Entries from an annotation data set:
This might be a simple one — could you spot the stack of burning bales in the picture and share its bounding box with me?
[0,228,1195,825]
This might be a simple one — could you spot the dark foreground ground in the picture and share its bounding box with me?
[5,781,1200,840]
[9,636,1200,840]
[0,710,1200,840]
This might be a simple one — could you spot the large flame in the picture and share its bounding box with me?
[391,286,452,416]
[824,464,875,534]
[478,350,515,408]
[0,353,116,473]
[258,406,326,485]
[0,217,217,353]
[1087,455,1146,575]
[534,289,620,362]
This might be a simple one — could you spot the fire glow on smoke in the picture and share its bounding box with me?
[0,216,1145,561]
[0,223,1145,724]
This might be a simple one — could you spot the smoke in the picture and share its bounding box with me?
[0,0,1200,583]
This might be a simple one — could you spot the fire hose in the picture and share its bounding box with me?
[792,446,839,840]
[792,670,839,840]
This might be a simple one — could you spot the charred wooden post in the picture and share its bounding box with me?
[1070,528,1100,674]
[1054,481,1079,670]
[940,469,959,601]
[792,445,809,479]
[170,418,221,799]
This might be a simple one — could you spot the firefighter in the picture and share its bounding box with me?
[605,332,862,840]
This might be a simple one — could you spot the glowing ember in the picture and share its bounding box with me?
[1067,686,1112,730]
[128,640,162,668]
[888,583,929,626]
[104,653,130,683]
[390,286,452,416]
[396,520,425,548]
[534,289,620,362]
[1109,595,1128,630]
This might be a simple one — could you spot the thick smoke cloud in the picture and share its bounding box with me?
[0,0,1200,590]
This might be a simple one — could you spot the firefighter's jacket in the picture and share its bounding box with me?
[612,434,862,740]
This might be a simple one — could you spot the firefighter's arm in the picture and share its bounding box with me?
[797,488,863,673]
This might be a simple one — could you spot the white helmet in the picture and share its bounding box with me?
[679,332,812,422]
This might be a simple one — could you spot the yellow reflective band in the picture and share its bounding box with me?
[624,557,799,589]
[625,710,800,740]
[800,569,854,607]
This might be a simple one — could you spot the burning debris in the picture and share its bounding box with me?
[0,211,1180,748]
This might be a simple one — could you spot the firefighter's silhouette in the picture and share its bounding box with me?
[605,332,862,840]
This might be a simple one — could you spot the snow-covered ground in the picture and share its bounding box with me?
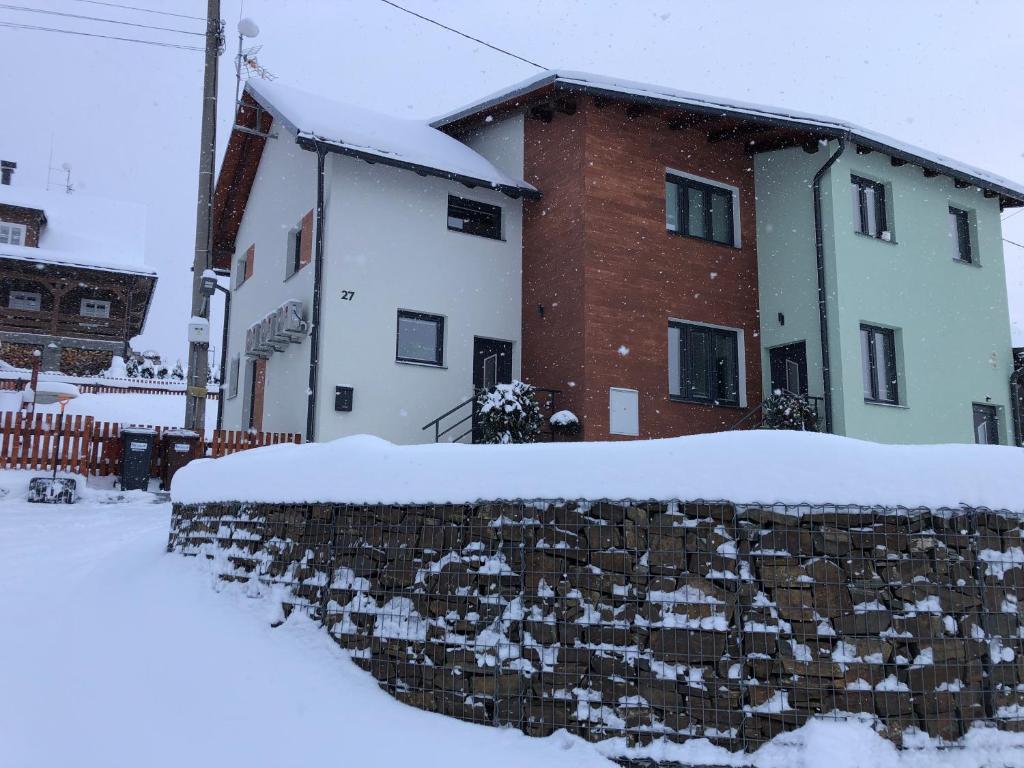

**EXERCISE DIRECTIONS**
Turn every line of the items above into a numbered list, skipping blank lines and leaving the pictures out.

**TASK OUTPUT**
1. This might be a simple one — could you spot the stack of burning bales in the picture and share its bounding box with me?
2. [0,228,1195,825]
3. This might be a simple one — could you spot the dark foreground ground in the picture and share its bounding box with me?
4. [5,781,1200,840]
5. [9,636,1200,840]
6. [0,710,1200,840]
7. This might be a simple one — could you spot the large flame in the picture and share its bounding box with me?
8. [391,286,452,416]
9. [824,464,875,534]
10. [478,350,515,408]
11. [0,353,116,473]
12. [258,406,326,485]
13. [0,217,217,353]
14. [1087,455,1146,575]
15. [534,289,620,362]
16. This might be a simple one — could you spot the fire glow on smoke in the picture and share its bounding box with me?
17. [0,216,1145,561]
18. [0,223,1145,724]
19. This might be a simple one — could you spot the smoke in the picture and share its bounding box with me?
20. [0,0,1200,583]
21. This might be a simple one — could you spot the fire hose in the picture and share its bounding box with me?
22. [792,446,839,840]
23. [792,670,839,840]
24. This might be a simple one — could you spot the charred wooden post in the picture and share its bounding box with me?
25. [1070,528,1100,674]
26. [1054,481,1079,670]
27. [940,469,959,601]
28. [792,445,809,479]
29. [170,418,221,799]
30. This might be a simple one — could you spot the firefighter in the picture and share its bounding box with me?
31. [605,332,862,840]
32. This might be a simple one — could you spot the glowing ember in the picture and share its bounding box with me?
33. [1067,686,1112,730]
34. [128,640,162,668]
35. [888,583,929,626]
36. [104,653,130,683]
37. [390,286,452,416]
38. [396,520,425,548]
39. [534,289,620,362]
40. [1109,595,1128,630]
41. This might be a simple one — could you spot the thick smoke cloud in the picture and share its bounding box with me?
42. [0,0,1200,590]
43. This might be a simple one — could you spot the firefighter's jacket in the picture and share its bounding box with me?
44. [612,434,862,740]
45. This might be a simple one — could you spot the firefighter's arm in the picture and share its bounding box with me?
46. [797,488,863,673]
47. This might be a simple one — could you spot the white helmet in the picture and share its bounding box with me?
48. [679,332,812,422]
49. This might be a simple one — could you spot the yellow reflective band in the picture and share its bounding box with me?
50. [624,557,799,589]
51. [625,710,800,740]
52. [800,569,854,607]
53. This might be a simple one — could you spot the burning debris in the picture and share its bounding box with me?
54. [0,211,1180,748]
55. This might be a simple one — could you spot the firefighter's silhouette in the picture and share its bounding box with me?
56. [605,332,862,840]
57. This might be a simple one — could you spot the snow-covered ground in the picture and share its bounding box with me?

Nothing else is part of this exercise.